## Goal of the exercise:
Copy every line of the records below word for word, omitting the pictures.
=== Source material ===
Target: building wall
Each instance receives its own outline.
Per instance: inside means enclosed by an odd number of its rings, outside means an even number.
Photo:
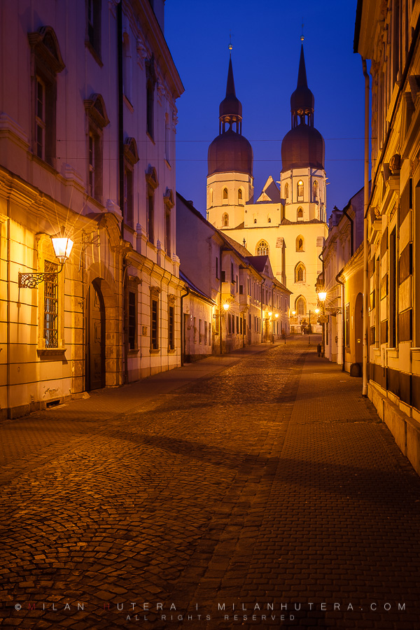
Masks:
[[[174,138],[175,100],[183,88],[161,30],[163,4],[155,5],[158,22],[146,0],[124,3],[128,174],[120,208],[118,10],[118,3],[103,0],[89,31],[84,0],[65,6],[47,0],[36,10],[29,0],[0,7],[1,416],[92,388],[90,366],[97,358],[90,349],[97,342],[102,350],[95,387],[120,385],[179,364],[183,283],[175,246]],[[153,123],[148,130],[150,76]],[[147,221],[150,190],[153,237]],[[74,246],[57,276],[52,347],[46,337],[47,285],[20,287],[18,279],[20,272],[44,272],[46,261],[57,262],[50,237],[62,226]],[[150,344],[153,292],[159,302],[155,349]],[[132,307],[129,323],[130,293],[135,311]],[[169,304],[176,330],[171,344]],[[89,314],[95,308],[99,323],[90,330]]]
[[[368,393],[420,472],[420,6],[364,0],[360,9],[356,46],[372,60]]]

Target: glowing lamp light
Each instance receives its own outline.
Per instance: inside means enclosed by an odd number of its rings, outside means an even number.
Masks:
[[[73,241],[64,237],[51,237],[51,241],[55,255],[61,264],[64,265],[71,253]]]

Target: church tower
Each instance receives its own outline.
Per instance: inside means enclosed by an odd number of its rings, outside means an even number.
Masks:
[[[207,219],[216,227],[237,227],[244,222],[244,206],[252,202],[252,147],[242,135],[242,105],[237,97],[232,56],[226,96],[219,106],[219,134],[208,153]]]
[[[314,127],[314,110],[302,45],[298,86],[290,97],[292,128],[281,143],[280,185],[284,217],[293,222],[327,220],[325,144]]]

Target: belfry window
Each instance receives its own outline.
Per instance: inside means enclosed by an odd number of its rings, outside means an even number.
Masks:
===
## Full response:
Target: building wall
Each instance receives its own outline.
Per instance: inside means enclosed by an odd number of its rings, outside means an even number.
Photo:
Masks:
[[[174,138],[175,100],[183,88],[161,30],[163,4],[155,5],[158,22],[146,0],[124,3],[128,174],[120,208],[118,10],[118,3],[103,0],[89,31],[84,0],[65,6],[47,0],[36,10],[29,0],[0,7],[1,416],[92,388],[90,366],[97,358],[90,349],[97,342],[102,350],[95,387],[120,385],[179,364],[183,283],[175,246]],[[153,123],[148,130],[150,76]],[[147,221],[150,190],[153,237]],[[74,246],[57,276],[52,347],[46,337],[47,285],[20,287],[18,279],[20,272],[44,272],[46,261],[57,262],[50,237],[62,226]],[[150,344],[153,292],[159,302],[155,349]],[[132,307],[129,323],[130,293],[135,311]],[[169,304],[176,330],[171,344]],[[89,314],[95,308],[99,323],[90,330]]]
[[[368,393],[420,472],[420,6],[364,0],[360,9],[356,46],[372,60]]]

Target: glowing lamp light
Each instance receives its own outline.
Per instance: inside means enclosed by an odd number of its rings, outside means an even number.
Masks:
[[[73,241],[64,237],[51,237],[51,241],[55,255],[61,264],[64,265],[71,253]]]

Target: church tower
Each instance receives its own outline.
Per instance: inside means enclosed by an odd number of its rings, outside means an even number.
Masks:
[[[207,219],[216,227],[237,227],[244,222],[244,206],[252,202],[252,147],[242,135],[242,105],[237,97],[232,56],[226,96],[219,106],[219,134],[208,153]]]
[[[314,127],[314,110],[302,45],[298,86],[290,97],[292,128],[281,143],[280,185],[284,217],[293,222],[327,220],[325,144]]]

Target: belfry window
Each instance receives its own outline.
Per instance: inside means enclosed by an odd number of its rings, outside means an even number.
Masks:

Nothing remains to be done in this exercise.